> _INSTRUCTION_
Please pick up the bond order solution below from its last line and keep writing it.

> _SELECTED EXTRACT_
Content starts

Question

Which of the following species have same bond order? I. \( \mathrm{H_2} \)
II. \( \mathrm{B_2} \)
III. \( \mathrm{O_2^{2-}} \)
IV. \( \mathrm{Be_2} \)
V. \( \mathrm{N_2} \)
Correct option is:

• A. I and II
• B. I, II and III
• C. I, II and IV
• D. I, IV and V

Hint:

Always remember: \( \mathrm{O_2^{2-}} \) has bond order 1 (like single bond).

Answer 1

The Correct Option is B

Step 1: Understanding the Concept:
Bond order is calculated based on Molecular Orbital (MO) Theory. It indicates the stability of a molecule.
Step 3: Detailed Explanation:
1. \(\text{H}_{2}\) (\(2e^{-}\)): \((\sigma 1s)^{2}\).
\[ BO = \frac{1}{2}(2 - 0) = 1 \]
2. \(\text{B}_{2}\) (\(10e^{-}\)): \((\sigma 1s)^{2} (\sigma^* 1s)^{2} (\sigma 2s)^{2} (\sigma^* 2s)^{2} (\pi 2p_x)^{1} (\pi 2p_y)^{1}\).

Content ends

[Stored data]
Content starts

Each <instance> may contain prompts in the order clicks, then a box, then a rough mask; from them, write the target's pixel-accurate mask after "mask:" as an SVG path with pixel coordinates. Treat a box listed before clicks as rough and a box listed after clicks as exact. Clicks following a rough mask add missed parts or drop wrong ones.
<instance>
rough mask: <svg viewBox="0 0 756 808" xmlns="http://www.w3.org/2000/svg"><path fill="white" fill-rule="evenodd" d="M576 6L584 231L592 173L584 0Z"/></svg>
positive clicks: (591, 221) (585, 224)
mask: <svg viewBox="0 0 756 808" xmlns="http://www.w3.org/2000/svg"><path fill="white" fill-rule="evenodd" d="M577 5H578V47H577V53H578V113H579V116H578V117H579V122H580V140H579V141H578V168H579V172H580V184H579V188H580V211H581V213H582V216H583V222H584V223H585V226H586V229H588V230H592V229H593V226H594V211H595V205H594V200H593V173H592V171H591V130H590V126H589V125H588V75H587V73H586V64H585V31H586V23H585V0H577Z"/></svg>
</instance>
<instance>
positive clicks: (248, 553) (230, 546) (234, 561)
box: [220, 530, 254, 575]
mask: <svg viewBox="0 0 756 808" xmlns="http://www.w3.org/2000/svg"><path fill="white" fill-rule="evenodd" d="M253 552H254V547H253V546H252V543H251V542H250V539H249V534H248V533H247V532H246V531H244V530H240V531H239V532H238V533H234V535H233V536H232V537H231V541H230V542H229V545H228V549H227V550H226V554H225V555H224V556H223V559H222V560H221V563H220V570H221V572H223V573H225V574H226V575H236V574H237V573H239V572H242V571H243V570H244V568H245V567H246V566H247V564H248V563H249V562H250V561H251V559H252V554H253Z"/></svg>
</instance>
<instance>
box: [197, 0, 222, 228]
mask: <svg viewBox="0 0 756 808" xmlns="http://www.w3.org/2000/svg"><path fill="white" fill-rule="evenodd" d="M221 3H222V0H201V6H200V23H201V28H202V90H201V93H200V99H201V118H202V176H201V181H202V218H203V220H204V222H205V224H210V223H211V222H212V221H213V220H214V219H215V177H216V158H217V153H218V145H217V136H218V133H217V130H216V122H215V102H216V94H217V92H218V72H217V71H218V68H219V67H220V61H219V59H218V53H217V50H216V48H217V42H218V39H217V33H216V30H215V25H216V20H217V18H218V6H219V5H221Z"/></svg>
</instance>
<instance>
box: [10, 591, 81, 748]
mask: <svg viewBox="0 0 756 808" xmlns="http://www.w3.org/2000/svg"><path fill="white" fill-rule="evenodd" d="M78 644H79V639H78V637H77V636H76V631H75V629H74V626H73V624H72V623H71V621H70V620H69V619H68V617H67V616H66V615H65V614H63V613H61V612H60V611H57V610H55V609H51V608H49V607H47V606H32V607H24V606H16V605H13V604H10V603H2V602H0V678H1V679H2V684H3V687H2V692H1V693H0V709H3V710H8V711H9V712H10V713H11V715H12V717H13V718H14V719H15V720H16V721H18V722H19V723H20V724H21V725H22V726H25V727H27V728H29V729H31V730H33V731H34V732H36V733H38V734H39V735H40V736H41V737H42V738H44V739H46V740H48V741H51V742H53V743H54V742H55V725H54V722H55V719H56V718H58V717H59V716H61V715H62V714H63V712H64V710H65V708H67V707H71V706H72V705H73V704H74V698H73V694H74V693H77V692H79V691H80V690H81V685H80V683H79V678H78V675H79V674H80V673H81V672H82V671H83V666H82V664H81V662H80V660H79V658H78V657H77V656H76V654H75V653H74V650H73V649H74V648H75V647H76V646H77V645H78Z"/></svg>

Content ends

> _WRITTEN REPLY_
\[ BO = \frac{1}{2}(6 - 4) = 1 \]
3. \(\text{O}_{2}^{2-}\) (\(18e^{-}\)): Peroxide ion has configuration like \(F_{2}\).
\[ BO = \frac{1}{2}(10 - 8) = 1 \]
4. \(\text{Be}_{2}\) (\(8e^{-}\)): \((\sigma 1s)^{2} (\sigma^* 1s)^{2} (\sigma 2s)^{2} (\sigma^* 2s)^{2}\).
\[ BO = \frac{1}{2}(4 - 4) = 0 \]
5. \(\text{N}_{2}\) (\(14e^{-}\)):
\[ BO = \frac{1}{2}(10 - 4) = 3 \]
Thus, species I, II, and III all have a bond order of 1.
Step 4: Final Answer:
The correct option is (B).